What you are asked to do => Count the lines in the entries that contain the string "below". State nothing but the number.

Raw data =>

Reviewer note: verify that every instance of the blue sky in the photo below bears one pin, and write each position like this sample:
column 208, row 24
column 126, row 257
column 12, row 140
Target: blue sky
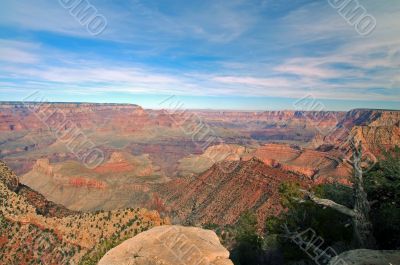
column 233, row 54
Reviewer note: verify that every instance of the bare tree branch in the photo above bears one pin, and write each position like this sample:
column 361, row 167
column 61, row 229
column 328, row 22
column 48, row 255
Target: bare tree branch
column 331, row 204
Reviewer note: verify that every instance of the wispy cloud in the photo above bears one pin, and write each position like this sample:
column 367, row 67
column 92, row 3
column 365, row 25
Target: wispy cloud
column 244, row 48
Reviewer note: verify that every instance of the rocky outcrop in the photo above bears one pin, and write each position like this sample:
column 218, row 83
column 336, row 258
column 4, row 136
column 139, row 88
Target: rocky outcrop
column 170, row 245
column 52, row 234
column 222, row 193
column 367, row 257
column 313, row 164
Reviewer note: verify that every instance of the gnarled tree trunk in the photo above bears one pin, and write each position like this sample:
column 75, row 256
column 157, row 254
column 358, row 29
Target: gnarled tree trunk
column 360, row 213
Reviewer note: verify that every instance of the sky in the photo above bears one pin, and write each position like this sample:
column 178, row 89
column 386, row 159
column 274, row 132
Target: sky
column 231, row 54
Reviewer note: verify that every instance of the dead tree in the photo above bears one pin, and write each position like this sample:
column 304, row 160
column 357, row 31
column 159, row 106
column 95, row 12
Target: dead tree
column 362, row 225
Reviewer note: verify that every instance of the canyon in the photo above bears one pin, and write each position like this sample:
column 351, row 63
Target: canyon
column 170, row 159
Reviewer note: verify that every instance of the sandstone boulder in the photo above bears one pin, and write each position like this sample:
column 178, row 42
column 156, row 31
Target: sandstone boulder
column 367, row 257
column 170, row 245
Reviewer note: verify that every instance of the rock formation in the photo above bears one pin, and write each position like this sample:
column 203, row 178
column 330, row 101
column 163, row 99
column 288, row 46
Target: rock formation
column 35, row 230
column 170, row 245
column 367, row 257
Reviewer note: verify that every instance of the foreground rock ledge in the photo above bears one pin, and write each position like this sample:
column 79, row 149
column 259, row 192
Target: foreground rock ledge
column 170, row 245
column 367, row 257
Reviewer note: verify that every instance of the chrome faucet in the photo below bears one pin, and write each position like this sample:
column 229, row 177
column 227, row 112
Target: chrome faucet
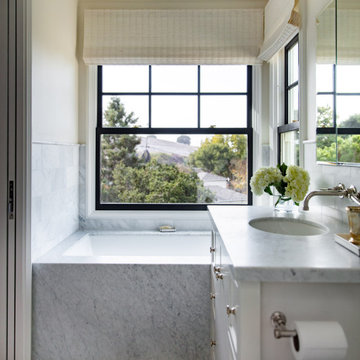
column 339, row 190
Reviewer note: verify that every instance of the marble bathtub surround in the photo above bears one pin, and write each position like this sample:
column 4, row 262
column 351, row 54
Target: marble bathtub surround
column 119, row 311
column 130, row 220
column 55, row 194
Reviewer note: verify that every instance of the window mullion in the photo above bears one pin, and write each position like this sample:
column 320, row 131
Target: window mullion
column 198, row 95
column 150, row 79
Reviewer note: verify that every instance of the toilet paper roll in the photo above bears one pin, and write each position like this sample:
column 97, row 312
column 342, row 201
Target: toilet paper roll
column 319, row 340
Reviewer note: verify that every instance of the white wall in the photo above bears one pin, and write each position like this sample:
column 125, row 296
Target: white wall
column 321, row 175
column 54, row 71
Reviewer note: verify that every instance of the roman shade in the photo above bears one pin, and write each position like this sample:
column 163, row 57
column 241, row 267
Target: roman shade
column 173, row 36
column 282, row 20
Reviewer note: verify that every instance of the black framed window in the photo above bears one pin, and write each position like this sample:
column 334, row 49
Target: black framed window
column 338, row 113
column 172, row 137
column 288, row 133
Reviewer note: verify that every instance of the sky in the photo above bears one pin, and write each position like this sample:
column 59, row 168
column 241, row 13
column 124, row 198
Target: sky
column 180, row 111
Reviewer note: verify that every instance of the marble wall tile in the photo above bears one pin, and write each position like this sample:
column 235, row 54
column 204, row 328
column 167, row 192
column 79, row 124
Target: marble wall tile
column 55, row 195
column 114, row 311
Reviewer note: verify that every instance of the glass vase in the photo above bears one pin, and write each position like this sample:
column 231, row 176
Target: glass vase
column 284, row 204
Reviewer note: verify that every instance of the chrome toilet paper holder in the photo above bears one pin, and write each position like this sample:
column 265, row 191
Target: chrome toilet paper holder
column 278, row 320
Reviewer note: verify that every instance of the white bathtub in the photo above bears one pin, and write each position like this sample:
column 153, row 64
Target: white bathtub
column 132, row 248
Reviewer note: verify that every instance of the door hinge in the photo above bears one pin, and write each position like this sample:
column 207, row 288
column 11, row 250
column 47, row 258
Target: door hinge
column 11, row 200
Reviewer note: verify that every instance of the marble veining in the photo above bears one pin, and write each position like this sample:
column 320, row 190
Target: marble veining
column 55, row 195
column 114, row 311
column 257, row 255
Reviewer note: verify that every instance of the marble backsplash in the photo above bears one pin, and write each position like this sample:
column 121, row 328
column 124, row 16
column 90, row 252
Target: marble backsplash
column 55, row 195
column 324, row 175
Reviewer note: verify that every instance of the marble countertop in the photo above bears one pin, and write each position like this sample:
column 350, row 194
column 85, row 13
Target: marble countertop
column 261, row 256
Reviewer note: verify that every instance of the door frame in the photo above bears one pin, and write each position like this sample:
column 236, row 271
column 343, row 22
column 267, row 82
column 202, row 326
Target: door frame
column 15, row 162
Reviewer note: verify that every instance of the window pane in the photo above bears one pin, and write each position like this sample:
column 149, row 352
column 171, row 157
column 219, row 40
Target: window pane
column 174, row 111
column 348, row 148
column 326, row 147
column 293, row 105
column 348, row 111
column 293, row 64
column 223, row 111
column 174, row 169
column 324, row 78
column 347, row 78
column 290, row 148
column 126, row 111
column 223, row 78
column 125, row 78
column 325, row 111
column 174, row 78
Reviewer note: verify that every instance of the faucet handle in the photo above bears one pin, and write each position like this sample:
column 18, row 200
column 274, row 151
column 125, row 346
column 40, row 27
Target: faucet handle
column 339, row 187
column 352, row 190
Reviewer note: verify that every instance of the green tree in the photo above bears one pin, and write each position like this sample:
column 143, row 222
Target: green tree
column 324, row 116
column 158, row 183
column 116, row 148
column 184, row 139
column 352, row 122
column 126, row 178
column 213, row 156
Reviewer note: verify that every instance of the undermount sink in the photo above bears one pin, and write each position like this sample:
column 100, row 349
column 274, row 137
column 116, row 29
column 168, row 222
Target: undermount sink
column 288, row 226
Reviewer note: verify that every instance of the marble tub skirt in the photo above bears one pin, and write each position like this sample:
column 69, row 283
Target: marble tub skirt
column 123, row 296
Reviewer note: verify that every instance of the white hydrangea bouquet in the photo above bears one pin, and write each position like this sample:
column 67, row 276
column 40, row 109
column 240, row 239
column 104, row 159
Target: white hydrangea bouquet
column 291, row 182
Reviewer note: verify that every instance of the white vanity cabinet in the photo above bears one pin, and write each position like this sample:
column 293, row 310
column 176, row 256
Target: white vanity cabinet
column 234, row 306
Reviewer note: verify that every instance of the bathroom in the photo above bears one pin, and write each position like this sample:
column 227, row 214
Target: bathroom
column 134, row 309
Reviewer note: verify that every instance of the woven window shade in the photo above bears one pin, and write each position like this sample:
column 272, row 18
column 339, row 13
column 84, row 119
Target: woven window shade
column 326, row 42
column 282, row 20
column 348, row 36
column 210, row 36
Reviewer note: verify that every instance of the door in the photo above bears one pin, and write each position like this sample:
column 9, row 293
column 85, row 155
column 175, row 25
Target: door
column 15, row 264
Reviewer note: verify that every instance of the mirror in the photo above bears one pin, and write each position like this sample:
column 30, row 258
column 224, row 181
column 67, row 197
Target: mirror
column 338, row 82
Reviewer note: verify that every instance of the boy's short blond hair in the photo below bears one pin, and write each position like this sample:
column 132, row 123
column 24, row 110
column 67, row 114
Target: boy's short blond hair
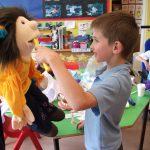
column 118, row 26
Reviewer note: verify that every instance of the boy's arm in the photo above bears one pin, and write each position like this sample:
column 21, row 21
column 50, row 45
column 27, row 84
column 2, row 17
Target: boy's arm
column 141, row 59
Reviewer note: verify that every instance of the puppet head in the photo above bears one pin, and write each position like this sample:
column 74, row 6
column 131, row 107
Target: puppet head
column 18, row 31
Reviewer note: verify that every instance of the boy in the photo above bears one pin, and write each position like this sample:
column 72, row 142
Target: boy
column 145, row 58
column 114, row 36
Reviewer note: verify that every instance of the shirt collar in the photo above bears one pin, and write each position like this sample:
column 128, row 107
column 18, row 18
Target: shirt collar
column 103, row 73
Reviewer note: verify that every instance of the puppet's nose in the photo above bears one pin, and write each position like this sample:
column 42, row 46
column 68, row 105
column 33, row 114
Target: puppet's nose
column 33, row 25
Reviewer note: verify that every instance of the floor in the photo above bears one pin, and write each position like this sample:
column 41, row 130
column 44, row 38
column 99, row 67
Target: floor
column 131, row 137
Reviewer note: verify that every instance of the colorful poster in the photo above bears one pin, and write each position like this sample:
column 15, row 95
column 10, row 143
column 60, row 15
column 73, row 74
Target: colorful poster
column 125, row 1
column 75, row 8
column 138, row 12
column 132, row 9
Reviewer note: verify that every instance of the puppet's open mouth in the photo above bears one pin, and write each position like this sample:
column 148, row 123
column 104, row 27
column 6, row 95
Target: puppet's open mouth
column 31, row 41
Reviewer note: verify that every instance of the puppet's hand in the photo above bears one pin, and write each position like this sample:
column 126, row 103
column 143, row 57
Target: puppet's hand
column 44, row 83
column 28, row 115
column 19, row 123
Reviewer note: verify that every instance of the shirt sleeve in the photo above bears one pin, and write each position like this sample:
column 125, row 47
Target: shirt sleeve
column 145, row 55
column 106, row 93
column 13, row 93
column 34, row 73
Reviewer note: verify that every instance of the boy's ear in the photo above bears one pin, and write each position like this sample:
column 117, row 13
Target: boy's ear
column 117, row 48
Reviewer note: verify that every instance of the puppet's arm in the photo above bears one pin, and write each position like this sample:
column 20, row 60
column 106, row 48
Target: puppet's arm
column 41, row 80
column 14, row 96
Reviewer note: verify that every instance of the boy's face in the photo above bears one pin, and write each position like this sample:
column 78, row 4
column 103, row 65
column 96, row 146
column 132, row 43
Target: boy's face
column 103, row 51
column 26, row 31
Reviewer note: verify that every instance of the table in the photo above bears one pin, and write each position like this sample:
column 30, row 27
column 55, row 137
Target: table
column 129, row 118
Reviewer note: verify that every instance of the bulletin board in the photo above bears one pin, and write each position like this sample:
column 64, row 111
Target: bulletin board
column 74, row 8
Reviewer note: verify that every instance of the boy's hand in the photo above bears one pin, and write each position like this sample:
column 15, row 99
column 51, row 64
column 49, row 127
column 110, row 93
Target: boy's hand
column 44, row 83
column 80, row 124
column 19, row 123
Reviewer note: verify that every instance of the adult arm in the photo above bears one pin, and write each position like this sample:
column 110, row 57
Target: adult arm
column 72, row 91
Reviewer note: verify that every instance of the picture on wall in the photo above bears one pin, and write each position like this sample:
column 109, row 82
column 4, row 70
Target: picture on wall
column 74, row 9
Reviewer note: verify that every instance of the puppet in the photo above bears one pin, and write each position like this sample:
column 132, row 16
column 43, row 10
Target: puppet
column 17, row 71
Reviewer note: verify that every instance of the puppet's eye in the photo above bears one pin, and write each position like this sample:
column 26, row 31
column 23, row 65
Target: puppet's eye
column 23, row 22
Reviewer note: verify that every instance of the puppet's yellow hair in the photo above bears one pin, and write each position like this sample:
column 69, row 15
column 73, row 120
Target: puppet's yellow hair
column 46, row 66
column 2, row 27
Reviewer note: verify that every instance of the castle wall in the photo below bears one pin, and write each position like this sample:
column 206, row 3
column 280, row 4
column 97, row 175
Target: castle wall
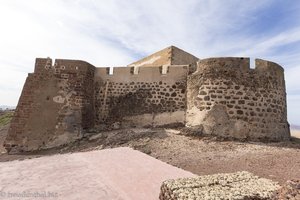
column 56, row 104
column 227, row 98
column 145, row 96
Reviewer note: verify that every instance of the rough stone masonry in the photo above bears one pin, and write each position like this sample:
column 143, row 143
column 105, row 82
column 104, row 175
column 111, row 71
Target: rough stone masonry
column 63, row 99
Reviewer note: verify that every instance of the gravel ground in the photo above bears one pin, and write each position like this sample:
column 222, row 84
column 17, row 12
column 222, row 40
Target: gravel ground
column 276, row 161
column 231, row 186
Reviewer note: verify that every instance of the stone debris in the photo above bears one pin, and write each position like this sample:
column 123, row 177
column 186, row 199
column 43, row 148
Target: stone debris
column 232, row 186
column 290, row 190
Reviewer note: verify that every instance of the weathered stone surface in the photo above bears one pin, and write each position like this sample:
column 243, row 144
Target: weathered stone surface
column 233, row 186
column 60, row 101
column 290, row 190
column 253, row 101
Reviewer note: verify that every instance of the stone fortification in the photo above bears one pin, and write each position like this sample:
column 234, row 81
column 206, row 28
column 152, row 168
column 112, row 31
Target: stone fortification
column 227, row 98
column 60, row 101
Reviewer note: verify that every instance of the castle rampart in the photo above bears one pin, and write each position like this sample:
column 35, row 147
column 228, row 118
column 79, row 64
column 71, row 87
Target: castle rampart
column 154, row 96
column 60, row 101
column 229, row 99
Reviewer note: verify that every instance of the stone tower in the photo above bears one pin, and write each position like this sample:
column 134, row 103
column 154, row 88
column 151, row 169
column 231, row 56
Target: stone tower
column 63, row 99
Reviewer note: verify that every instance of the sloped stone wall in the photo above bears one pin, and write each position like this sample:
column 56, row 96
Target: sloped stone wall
column 227, row 98
column 55, row 106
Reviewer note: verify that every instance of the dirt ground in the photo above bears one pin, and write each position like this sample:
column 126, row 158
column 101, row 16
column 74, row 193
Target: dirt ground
column 199, row 155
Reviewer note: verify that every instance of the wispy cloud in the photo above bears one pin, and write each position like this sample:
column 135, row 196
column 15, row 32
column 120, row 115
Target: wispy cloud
column 118, row 32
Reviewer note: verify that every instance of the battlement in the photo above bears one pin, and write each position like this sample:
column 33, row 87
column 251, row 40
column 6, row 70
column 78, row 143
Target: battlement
column 143, row 74
column 46, row 65
column 64, row 98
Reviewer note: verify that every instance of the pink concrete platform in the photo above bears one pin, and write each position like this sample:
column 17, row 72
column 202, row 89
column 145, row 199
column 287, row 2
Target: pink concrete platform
column 120, row 173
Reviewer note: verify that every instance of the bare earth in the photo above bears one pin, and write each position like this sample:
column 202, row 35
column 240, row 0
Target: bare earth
column 202, row 156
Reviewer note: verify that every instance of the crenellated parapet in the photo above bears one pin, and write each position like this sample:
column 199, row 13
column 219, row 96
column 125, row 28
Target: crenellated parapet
column 63, row 99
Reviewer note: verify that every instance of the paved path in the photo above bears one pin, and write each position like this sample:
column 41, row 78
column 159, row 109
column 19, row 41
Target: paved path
column 120, row 173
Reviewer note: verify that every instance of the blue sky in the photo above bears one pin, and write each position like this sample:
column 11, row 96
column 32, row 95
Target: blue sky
column 118, row 32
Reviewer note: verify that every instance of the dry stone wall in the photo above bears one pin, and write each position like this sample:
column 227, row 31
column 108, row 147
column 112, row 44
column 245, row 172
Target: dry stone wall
column 147, row 96
column 220, row 96
column 227, row 98
column 55, row 105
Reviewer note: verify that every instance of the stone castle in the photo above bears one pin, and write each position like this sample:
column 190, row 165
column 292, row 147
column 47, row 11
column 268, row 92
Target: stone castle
column 63, row 99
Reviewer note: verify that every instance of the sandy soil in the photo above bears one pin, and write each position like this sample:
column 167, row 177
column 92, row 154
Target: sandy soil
column 276, row 161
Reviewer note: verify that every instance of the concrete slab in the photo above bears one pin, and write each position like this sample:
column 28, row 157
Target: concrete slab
column 120, row 173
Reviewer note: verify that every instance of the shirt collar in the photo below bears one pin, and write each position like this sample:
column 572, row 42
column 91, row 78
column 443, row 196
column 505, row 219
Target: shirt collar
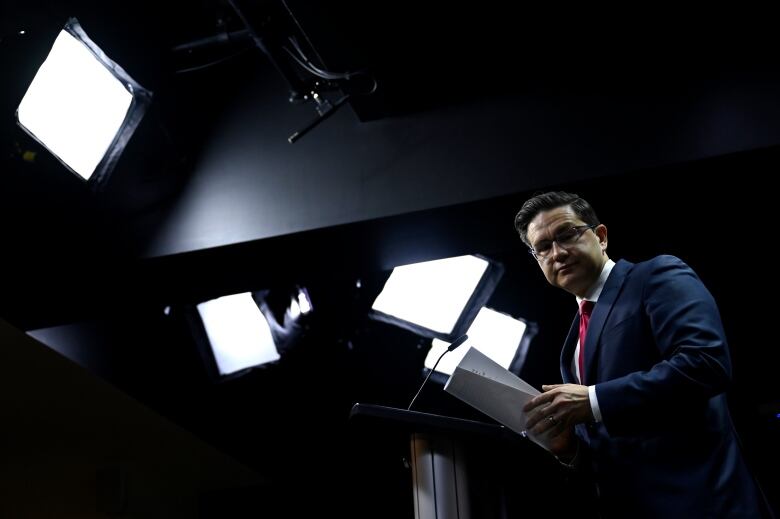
column 595, row 291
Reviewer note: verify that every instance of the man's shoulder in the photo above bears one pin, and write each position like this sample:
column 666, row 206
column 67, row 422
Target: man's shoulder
column 662, row 261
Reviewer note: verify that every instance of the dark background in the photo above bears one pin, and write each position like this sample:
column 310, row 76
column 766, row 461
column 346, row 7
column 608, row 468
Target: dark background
column 671, row 131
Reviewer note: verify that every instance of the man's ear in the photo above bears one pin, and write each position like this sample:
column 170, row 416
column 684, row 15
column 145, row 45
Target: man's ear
column 601, row 232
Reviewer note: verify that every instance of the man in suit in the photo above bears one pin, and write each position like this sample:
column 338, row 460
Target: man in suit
column 643, row 404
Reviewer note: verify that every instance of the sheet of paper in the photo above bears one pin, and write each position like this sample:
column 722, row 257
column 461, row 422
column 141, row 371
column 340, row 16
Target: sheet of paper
column 500, row 394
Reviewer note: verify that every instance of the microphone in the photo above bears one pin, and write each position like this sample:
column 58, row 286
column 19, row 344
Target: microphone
column 457, row 342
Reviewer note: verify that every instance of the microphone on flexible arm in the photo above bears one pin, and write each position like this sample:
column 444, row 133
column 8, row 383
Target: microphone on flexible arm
column 457, row 342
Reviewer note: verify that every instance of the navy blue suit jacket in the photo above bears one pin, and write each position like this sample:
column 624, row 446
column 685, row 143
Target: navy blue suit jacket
column 657, row 354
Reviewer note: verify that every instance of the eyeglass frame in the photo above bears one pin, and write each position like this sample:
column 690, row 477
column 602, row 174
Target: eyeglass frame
column 580, row 229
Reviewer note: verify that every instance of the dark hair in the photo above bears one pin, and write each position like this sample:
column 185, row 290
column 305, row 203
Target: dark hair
column 552, row 200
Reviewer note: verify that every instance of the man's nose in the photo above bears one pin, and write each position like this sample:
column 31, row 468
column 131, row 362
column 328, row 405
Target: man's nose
column 557, row 250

Task result => 5